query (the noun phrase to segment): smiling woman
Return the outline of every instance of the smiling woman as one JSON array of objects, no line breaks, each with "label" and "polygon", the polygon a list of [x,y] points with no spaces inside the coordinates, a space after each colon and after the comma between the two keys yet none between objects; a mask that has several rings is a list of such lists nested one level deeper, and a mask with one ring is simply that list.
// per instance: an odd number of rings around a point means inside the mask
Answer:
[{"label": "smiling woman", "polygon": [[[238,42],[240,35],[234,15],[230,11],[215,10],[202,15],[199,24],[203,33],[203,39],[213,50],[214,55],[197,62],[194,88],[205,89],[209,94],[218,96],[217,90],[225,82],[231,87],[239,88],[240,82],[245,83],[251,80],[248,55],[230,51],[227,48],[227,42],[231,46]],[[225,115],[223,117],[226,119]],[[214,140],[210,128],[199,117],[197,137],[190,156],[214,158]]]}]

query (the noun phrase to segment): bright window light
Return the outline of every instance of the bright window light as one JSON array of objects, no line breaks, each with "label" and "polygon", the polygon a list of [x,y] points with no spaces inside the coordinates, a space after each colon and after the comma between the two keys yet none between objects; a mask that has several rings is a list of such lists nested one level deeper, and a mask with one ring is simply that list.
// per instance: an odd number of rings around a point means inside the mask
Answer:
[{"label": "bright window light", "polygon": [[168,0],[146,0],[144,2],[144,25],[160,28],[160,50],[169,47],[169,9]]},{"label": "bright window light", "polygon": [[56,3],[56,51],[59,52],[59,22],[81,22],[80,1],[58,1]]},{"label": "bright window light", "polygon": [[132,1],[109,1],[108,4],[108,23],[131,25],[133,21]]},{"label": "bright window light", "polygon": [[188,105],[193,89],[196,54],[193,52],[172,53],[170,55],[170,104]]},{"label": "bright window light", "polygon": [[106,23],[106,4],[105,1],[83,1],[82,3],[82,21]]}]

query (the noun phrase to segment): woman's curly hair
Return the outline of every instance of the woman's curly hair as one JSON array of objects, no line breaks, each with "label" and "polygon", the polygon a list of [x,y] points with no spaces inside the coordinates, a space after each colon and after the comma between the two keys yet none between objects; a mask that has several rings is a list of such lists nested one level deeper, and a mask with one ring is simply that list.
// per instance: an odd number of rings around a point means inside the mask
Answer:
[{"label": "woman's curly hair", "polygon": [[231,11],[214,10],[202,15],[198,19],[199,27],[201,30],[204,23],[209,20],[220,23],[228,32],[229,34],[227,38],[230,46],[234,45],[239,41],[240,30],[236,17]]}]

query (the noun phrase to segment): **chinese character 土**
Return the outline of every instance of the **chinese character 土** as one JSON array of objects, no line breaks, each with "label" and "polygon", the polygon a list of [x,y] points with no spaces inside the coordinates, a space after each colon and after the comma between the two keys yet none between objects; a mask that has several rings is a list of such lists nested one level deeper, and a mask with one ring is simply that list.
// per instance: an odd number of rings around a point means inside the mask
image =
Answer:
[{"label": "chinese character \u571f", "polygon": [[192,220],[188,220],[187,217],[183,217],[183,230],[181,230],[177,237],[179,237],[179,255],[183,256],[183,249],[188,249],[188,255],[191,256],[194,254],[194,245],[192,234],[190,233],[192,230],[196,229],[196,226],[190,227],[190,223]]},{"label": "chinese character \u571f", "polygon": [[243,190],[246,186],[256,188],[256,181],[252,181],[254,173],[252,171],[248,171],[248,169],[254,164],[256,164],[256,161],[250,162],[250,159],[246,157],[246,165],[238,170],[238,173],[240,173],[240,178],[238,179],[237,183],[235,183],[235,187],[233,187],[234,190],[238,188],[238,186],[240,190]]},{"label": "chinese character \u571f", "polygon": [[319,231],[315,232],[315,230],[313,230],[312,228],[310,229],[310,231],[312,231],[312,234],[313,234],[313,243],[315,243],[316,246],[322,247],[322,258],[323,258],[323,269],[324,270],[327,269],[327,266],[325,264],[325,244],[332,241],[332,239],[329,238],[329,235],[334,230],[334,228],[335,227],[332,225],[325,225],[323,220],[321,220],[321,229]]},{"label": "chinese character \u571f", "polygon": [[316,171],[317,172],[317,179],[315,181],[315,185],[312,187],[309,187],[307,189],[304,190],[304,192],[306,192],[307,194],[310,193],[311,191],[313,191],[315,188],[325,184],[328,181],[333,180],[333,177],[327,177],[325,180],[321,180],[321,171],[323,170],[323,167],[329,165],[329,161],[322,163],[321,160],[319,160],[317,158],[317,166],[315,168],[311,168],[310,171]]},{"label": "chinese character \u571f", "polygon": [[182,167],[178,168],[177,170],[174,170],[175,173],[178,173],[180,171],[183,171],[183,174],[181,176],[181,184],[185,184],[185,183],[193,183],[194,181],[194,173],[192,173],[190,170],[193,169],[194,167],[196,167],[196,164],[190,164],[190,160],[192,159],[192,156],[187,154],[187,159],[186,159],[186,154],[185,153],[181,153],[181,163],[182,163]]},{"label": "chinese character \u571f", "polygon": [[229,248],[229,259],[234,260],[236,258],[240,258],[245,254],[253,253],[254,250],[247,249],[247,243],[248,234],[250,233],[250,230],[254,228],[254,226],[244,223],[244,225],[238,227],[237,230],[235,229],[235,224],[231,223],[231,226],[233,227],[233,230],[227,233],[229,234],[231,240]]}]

* _Given task_: Report each line in the records above that contains the word "light", and copy every such line in full.

* _Exercise output_:
query (the noun phrase to segment): bright window light
Return the outline of every instance of the bright window light as one JSON array of objects, no line breaks, each with "label" and "polygon", the polygon a list of [x,y] points with no spaces inside the coordinates, a space after each colon and after the comma between the two keys yet none between objects; a mask that has several rings is a list of such lists nested one level deeper, and a mask with one ring is simply that list.
[{"label": "bright window light", "polygon": [[168,0],[146,0],[144,2],[144,25],[160,28],[160,50],[169,47],[169,9]]},{"label": "bright window light", "polygon": [[56,3],[56,51],[59,52],[59,22],[81,22],[80,1],[58,1]]},{"label": "bright window light", "polygon": [[132,1],[109,1],[108,4],[108,23],[131,25],[133,21]]},{"label": "bright window light", "polygon": [[188,105],[193,89],[196,54],[193,52],[172,53],[170,55],[170,104]]},{"label": "bright window light", "polygon": [[106,23],[106,4],[105,1],[83,1],[82,3],[82,21]]}]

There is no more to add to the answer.